-------- DATASET EXTRACT
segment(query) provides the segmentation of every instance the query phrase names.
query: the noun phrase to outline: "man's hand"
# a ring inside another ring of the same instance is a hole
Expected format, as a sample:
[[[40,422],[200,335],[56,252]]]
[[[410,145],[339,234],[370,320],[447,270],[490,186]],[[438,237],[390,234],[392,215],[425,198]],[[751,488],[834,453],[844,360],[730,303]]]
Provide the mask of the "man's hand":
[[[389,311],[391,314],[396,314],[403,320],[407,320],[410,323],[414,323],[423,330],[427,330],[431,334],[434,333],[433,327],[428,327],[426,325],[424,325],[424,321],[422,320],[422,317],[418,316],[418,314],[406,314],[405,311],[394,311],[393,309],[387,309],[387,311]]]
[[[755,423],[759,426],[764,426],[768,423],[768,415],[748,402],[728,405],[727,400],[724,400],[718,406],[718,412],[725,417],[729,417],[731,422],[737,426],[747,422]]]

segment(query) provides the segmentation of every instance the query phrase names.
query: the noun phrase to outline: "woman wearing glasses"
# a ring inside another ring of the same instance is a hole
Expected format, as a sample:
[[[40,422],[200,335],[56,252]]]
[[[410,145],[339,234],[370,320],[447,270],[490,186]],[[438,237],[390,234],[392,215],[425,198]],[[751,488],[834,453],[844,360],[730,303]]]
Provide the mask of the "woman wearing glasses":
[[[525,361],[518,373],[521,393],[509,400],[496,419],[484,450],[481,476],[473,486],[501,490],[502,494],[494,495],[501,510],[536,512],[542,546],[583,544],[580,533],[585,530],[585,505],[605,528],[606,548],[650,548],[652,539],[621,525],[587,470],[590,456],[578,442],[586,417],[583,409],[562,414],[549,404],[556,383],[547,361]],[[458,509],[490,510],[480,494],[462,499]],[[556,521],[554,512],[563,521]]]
----------------
# [PROBLEM]
Set out every line of the listing above as a numbered list, dropping any blank lines.

# [EXERCISE OUTPUT]
1. segment(query) provides the segmentation of every instance the query phrase names.
2. query: the noun phrase to outline: "man's hand"
3. # a ring inside another ring of the same instance is a hole
4. Expected format, as a sample:
5. [[[40,422],[200,335],[56,252]]]
6. [[[410,145],[339,234],[370,320],[447,270],[490,186]],[[438,237],[390,234],[392,215],[425,198]],[[751,488],[834,453],[844,360],[730,303]]]
7. Provide the mask of the "man's hand":
8. [[[389,311],[391,314],[396,314],[403,320],[407,320],[410,323],[414,323],[423,330],[427,330],[431,334],[434,333],[433,327],[428,327],[426,325],[424,325],[424,321],[422,320],[422,317],[418,316],[418,314],[406,314],[405,311],[394,311],[393,309],[387,309],[387,311]]]
9. [[[755,423],[759,426],[764,426],[768,423],[768,415],[748,402],[728,405],[727,400],[724,400],[718,406],[718,412],[725,417],[729,417],[731,422],[737,426],[747,422]]]
10. segment(query) provides the segmentation of every instance the query phrase names.
11. query: the noun phrase to outline: "woman wearing glasses"
12. # a ring inside another ring of the same instance is a hole
13. Expected format, as a sample:
14. [[[40,422],[200,335],[56,252]]]
15. [[[410,145],[339,234],[370,320],[447,270],[490,186]],[[438,237],[390,234],[392,215],[425,198]],[[751,488],[834,453],[844,360],[730,303]]]
16. Provide the mask of the "woman wearing glasses":
17. [[[525,361],[518,373],[521,393],[509,400],[496,419],[484,450],[481,476],[473,486],[501,490],[502,494],[494,495],[501,510],[536,512],[542,546],[583,544],[580,533],[585,530],[585,505],[605,528],[606,548],[650,548],[652,539],[621,525],[587,470],[590,456],[578,442],[586,417],[583,409],[562,414],[549,404],[556,383],[547,361]],[[458,509],[490,510],[480,494],[462,499]],[[556,521],[554,512],[563,521]]]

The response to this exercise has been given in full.